[Given data — start]
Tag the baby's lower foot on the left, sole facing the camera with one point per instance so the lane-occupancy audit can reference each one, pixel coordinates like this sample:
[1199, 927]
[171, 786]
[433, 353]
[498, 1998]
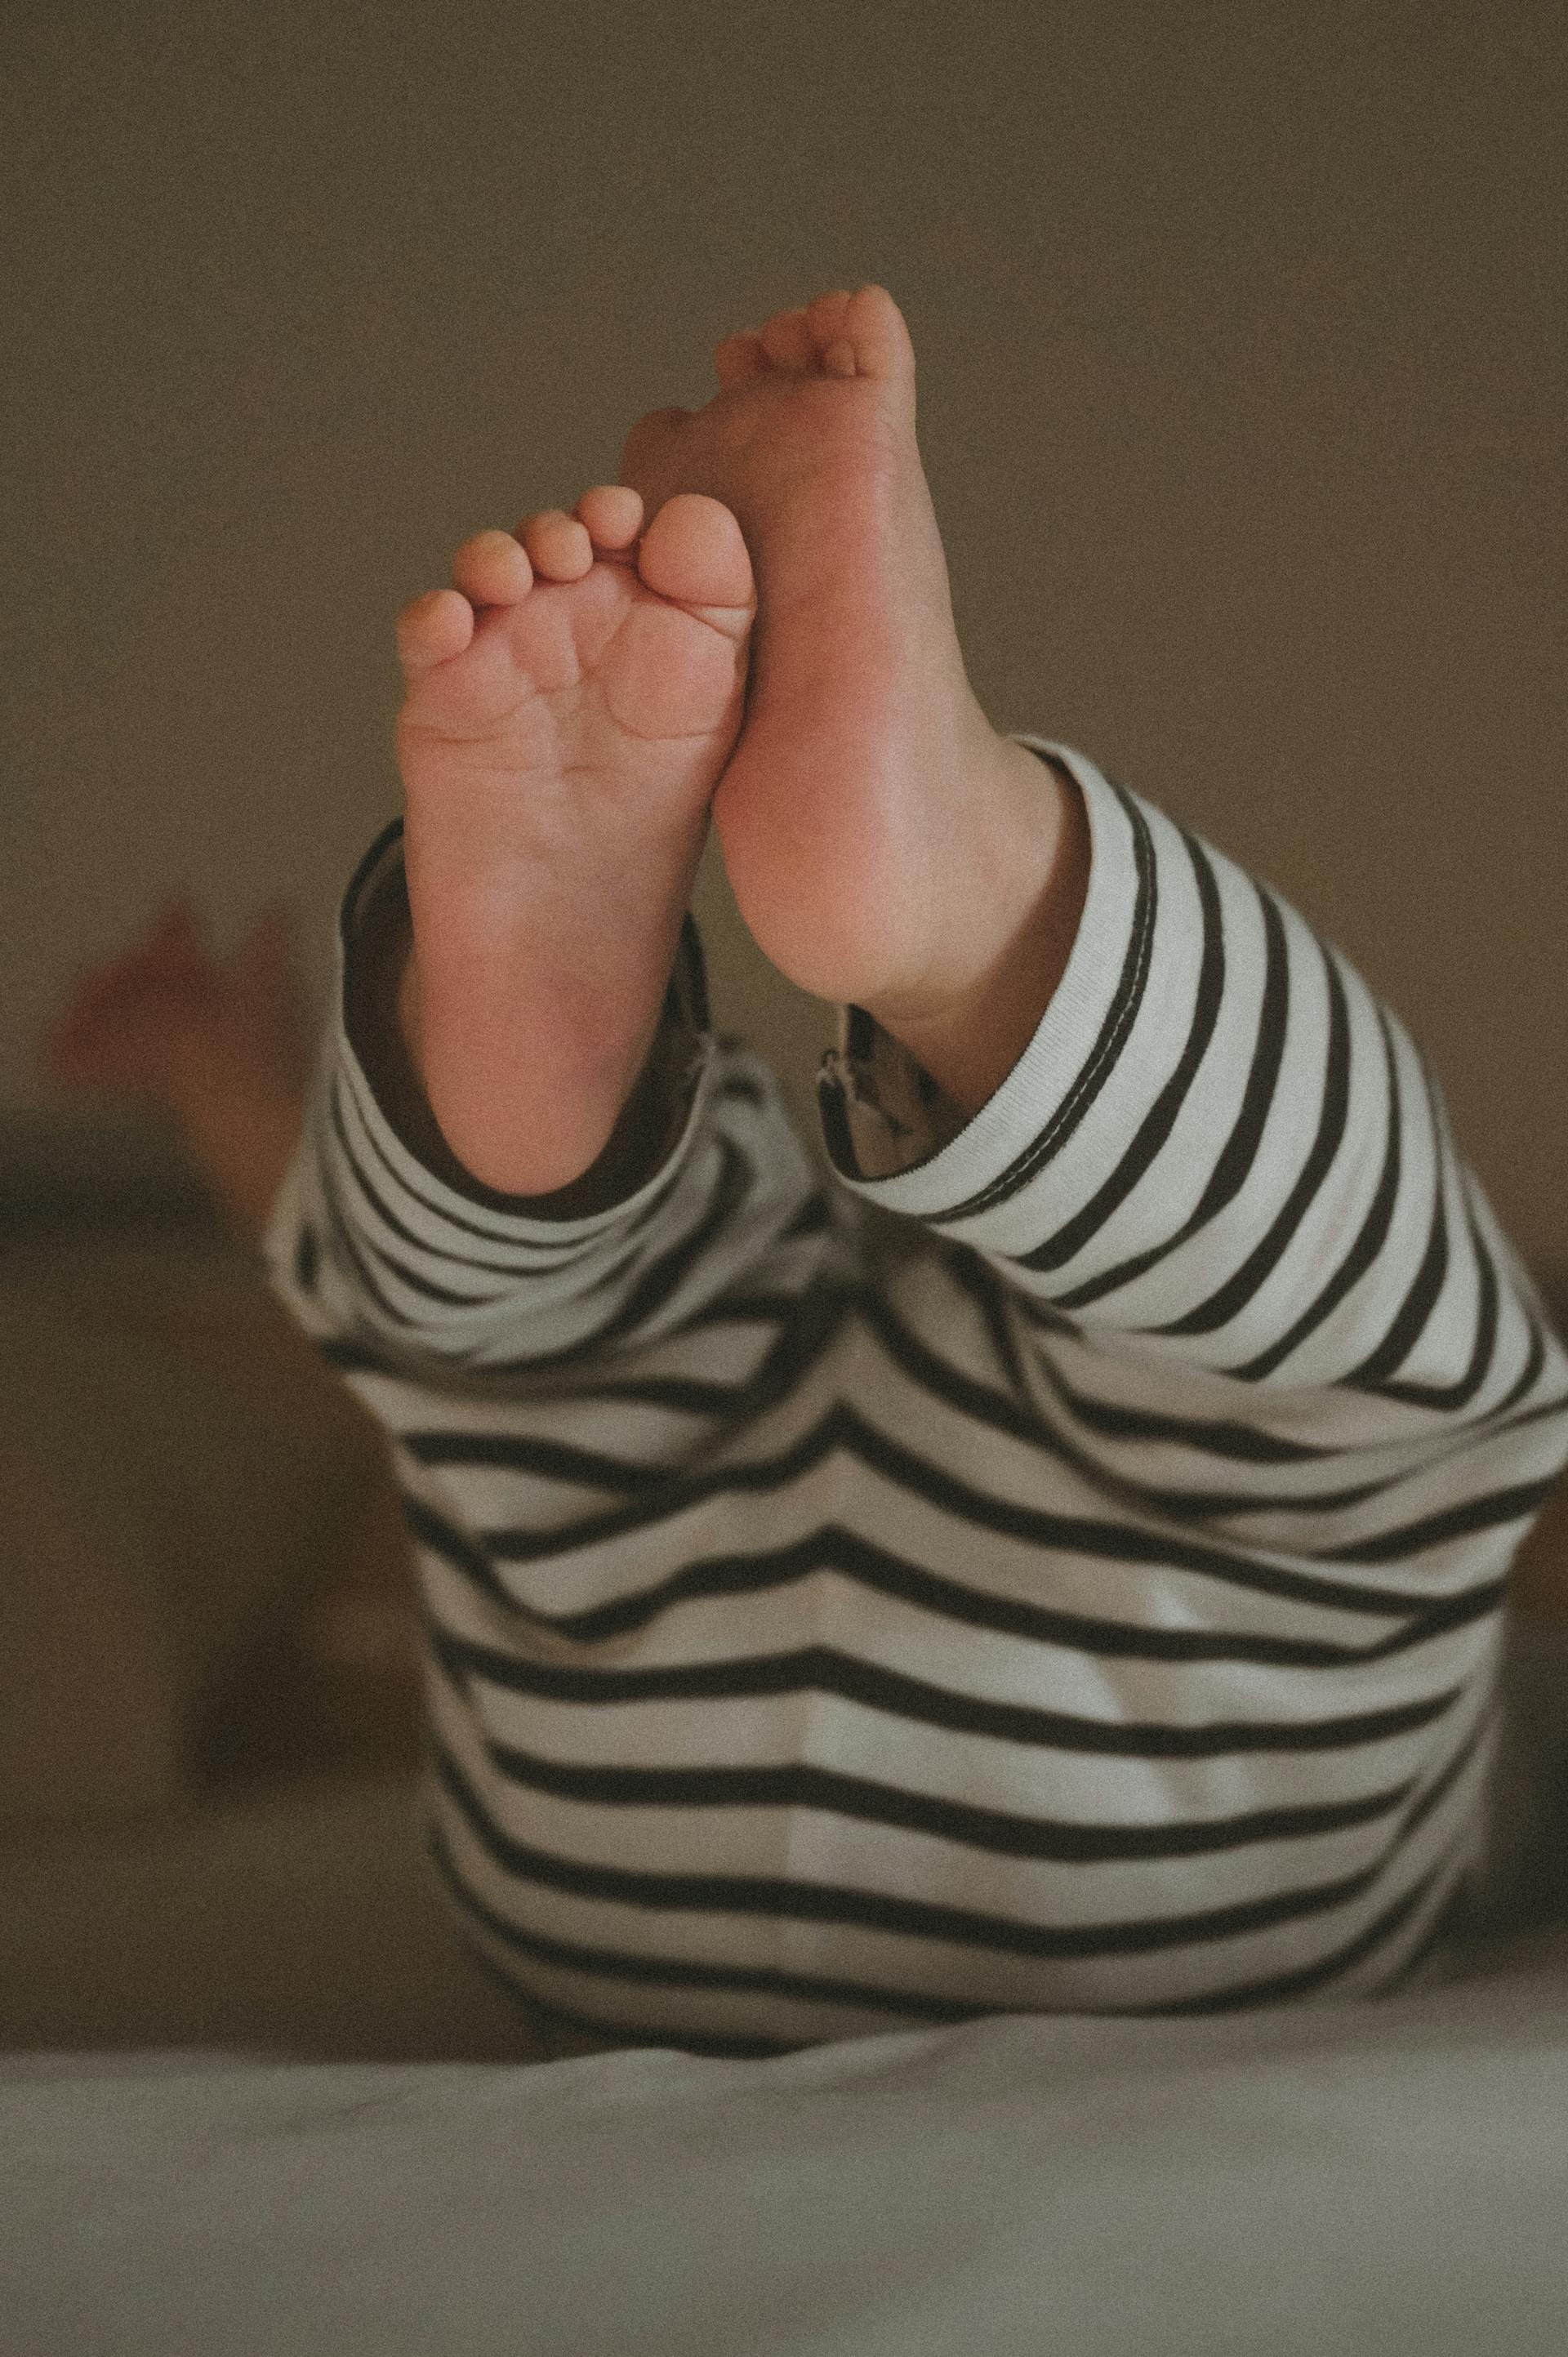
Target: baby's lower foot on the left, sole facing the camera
[572, 704]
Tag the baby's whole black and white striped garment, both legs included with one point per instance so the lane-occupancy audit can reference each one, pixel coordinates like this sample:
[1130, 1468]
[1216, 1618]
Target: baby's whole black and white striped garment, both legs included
[1076, 1595]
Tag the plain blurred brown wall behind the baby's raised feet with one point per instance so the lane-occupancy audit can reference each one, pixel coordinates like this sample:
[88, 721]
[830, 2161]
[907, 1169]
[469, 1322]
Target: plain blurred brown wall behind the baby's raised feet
[1241, 392]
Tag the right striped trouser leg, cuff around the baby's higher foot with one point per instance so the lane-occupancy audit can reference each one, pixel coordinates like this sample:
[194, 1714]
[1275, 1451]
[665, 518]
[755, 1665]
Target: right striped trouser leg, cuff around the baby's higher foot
[1232, 1255]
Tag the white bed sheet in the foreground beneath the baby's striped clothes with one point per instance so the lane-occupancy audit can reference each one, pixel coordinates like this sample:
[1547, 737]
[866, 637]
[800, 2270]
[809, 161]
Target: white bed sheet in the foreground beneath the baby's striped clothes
[1385, 2179]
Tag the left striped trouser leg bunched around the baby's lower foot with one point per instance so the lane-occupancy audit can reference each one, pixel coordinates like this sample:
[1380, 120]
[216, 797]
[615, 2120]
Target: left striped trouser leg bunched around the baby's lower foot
[393, 1269]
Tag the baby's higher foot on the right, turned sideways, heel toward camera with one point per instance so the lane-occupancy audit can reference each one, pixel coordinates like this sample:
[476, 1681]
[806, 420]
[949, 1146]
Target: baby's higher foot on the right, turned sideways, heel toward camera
[871, 817]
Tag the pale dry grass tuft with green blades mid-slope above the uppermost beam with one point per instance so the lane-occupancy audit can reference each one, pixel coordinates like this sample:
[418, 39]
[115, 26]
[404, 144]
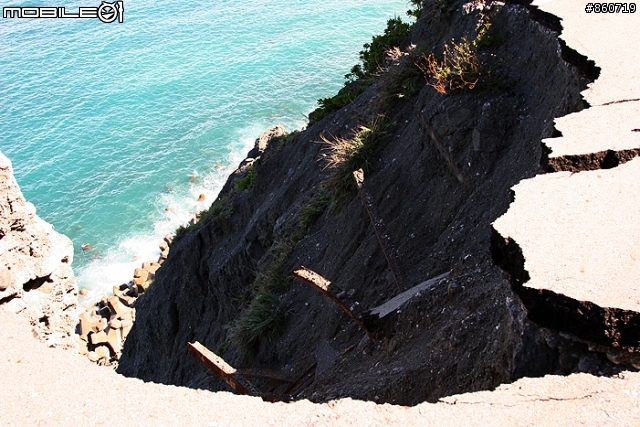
[Given data — finish]
* About this exercise: Word for word, repeat the lines of data above, omitting every picture.

* Exercise solution:
Tag the baby's lower foot on the left, sole facing the camera with one point per instance so the lane-occupancy audit can reference each one, pixel coordinates like this sample:
[1199, 927]
[171, 786]
[433, 353]
[498, 1998]
Target: baby's lower foot on the left, sole facing the camera
[572, 704]
Tag the baby's whole black and white striped garment, both legs included with one point per instance so the lane-occupancy audit can reference each one, pixel coordinates like this sample:
[1130, 1468]
[1216, 1618]
Target: baby's whole black and white striped garment, both legs included
[1076, 1595]
Tag the plain blurred brown wall behind the baby's raised feet with one point per instance so the lane-occupancy audit can reference each one, pixel coordinates like this sample:
[88, 721]
[830, 2161]
[907, 1169]
[469, 1322]
Target: plain blurred brown wall behind the baby's raised feet
[1241, 392]
Tag the right striped trouser leg, cuff around the baby's higher foot with one point per instance so the lane-occupancy audit can reference each one, pixel coordinates like this sample:
[194, 1714]
[1275, 1451]
[665, 518]
[755, 1665]
Target: right striped trouser leg, cuff around the baby's higher foot
[1232, 1255]
Tag the white bed sheet in the foreground beneath the baby's striped clothes with one point per instance so the lane-occupancy audit can reference each one, pixel coordinates like this sample:
[1547, 737]
[866, 637]
[800, 2270]
[809, 161]
Target: white bed sheet in the foreground beneath the baby's striped clothes
[1385, 2179]
Tag the left striped trouser leg bunched around the baby's lower foot with one point per instance so the lane-occupancy audit can reference each one, pixel coordinates like this sample:
[1380, 120]
[216, 797]
[615, 2120]
Target: left striped trouser leg bunched around the baby's lower foot
[393, 1269]
Tag the baby's higher foot on the right, turned sideways, heel toward camera with one point per instance so the lane-occupancy audit can reference each one, pixel coordinates like this sample:
[476, 1681]
[806, 420]
[949, 1146]
Target: baby's higher foot on the right, turned sideways, heel toward camera
[871, 817]
Tag the pale dry grass tuft with green blades mid-slope above the uppermost beam with one point per instance so the lane-occupancy audit can reference each one, pixel coordinates like this sample:
[418, 39]
[115, 26]
[404, 144]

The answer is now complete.